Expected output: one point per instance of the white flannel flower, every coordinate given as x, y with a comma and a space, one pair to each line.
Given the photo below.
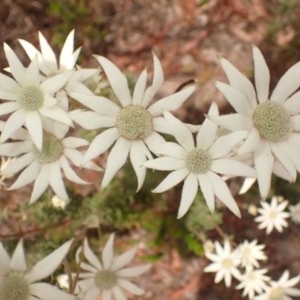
44, 167
281, 289
250, 253
272, 215
133, 126
30, 99
253, 281
295, 213
273, 122
225, 263
18, 283
109, 277
199, 165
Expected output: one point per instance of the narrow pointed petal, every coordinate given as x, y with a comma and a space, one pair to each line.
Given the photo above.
116, 159
171, 180
33, 123
18, 261
69, 172
123, 259
165, 163
47, 291
33, 72
139, 88
48, 53
262, 75
101, 105
207, 191
207, 133
116, 79
231, 167
158, 78
53, 84
264, 160
65, 59
16, 67
130, 287
27, 176
236, 98
40, 184
239, 81
181, 133
232, 122
292, 104
224, 144
137, 158
9, 84
287, 85
90, 256
189, 191
14, 122
49, 264
285, 160
100, 144
56, 182
223, 193
171, 102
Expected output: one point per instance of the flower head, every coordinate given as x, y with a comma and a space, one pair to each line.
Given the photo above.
225, 263
16, 282
133, 126
108, 277
199, 165
273, 215
272, 123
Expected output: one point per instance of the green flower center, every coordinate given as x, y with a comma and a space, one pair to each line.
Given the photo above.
31, 98
134, 122
272, 121
14, 287
52, 149
105, 279
198, 161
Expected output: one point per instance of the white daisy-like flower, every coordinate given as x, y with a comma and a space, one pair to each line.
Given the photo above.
109, 277
273, 123
16, 282
295, 213
283, 289
250, 253
225, 263
133, 126
30, 98
44, 167
273, 215
253, 281
199, 165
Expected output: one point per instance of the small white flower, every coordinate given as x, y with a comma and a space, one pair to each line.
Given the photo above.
281, 289
109, 277
295, 213
133, 126
250, 253
272, 122
225, 263
199, 165
253, 281
16, 282
30, 98
44, 167
272, 215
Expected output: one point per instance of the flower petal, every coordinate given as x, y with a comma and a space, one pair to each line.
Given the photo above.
116, 79
189, 191
49, 264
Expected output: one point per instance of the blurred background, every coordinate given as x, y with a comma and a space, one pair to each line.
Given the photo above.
187, 36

- [What to produce]:
Write the full listing out again with every line unchanged, but include no pictures.

- [Correct answer]:
Expected output: one point per instance of the white flannel flower, every coordinate given as x, y with a comma and a space, one pair to each line.
Given the photo below.
44, 167
281, 289
250, 253
272, 215
133, 126
30, 99
253, 281
295, 213
273, 122
225, 263
18, 283
109, 277
199, 165
Expected output: one point per instance of the narrow pointed petal, every coordinate given as x, y with a comma and a space, one pair to each line.
Given the photo above.
116, 159
171, 180
33, 123
18, 261
69, 172
123, 259
165, 163
47, 291
33, 72
139, 88
48, 53
262, 75
101, 105
207, 191
207, 133
116, 79
231, 167
158, 78
53, 84
264, 160
65, 59
16, 67
130, 287
27, 176
236, 98
40, 184
239, 81
181, 133
232, 122
292, 104
224, 144
137, 158
9, 84
287, 85
90, 256
189, 191
14, 122
49, 264
285, 160
100, 144
56, 182
223, 193
171, 102
Expected output: one point per instance of the flower head, every coordinate given as x, y with a comma and a space, one pair to each line.
Given the photo above.
225, 263
16, 282
133, 126
108, 277
199, 165
273, 215
272, 123
Expected output: one point per instance of the green flower center, every coordinate given as x, y with a comma and a space, one pair to each line.
Given the photo above.
31, 98
134, 122
272, 121
14, 287
52, 149
105, 279
198, 161
Expected output: one point per instance of the white daisy-like flower, every coordinate given as x, y with a comma and a space, one pair to each line.
Given the photo above.
109, 277
273, 123
16, 282
295, 213
283, 289
250, 253
225, 263
133, 126
30, 98
44, 167
273, 215
253, 281
199, 165
Expected output: one point per instance of the small white flower, every coordinate given as x, y with a comma and a space, one pair to each line.
Given the photo above.
281, 289
109, 277
295, 213
133, 126
250, 253
272, 122
225, 263
199, 165
253, 281
16, 282
30, 98
44, 167
272, 215
Expected output: one point per instance of the flower petal, every coordinate given as x, y with a comma and a space, one pair to each line.
Given the photo above.
116, 79
189, 191
49, 264
Expected output: one point per instance of the blurred background, every coordinate given as x, y with a comma and a space, one pair to each line.
Given the photo above.
187, 36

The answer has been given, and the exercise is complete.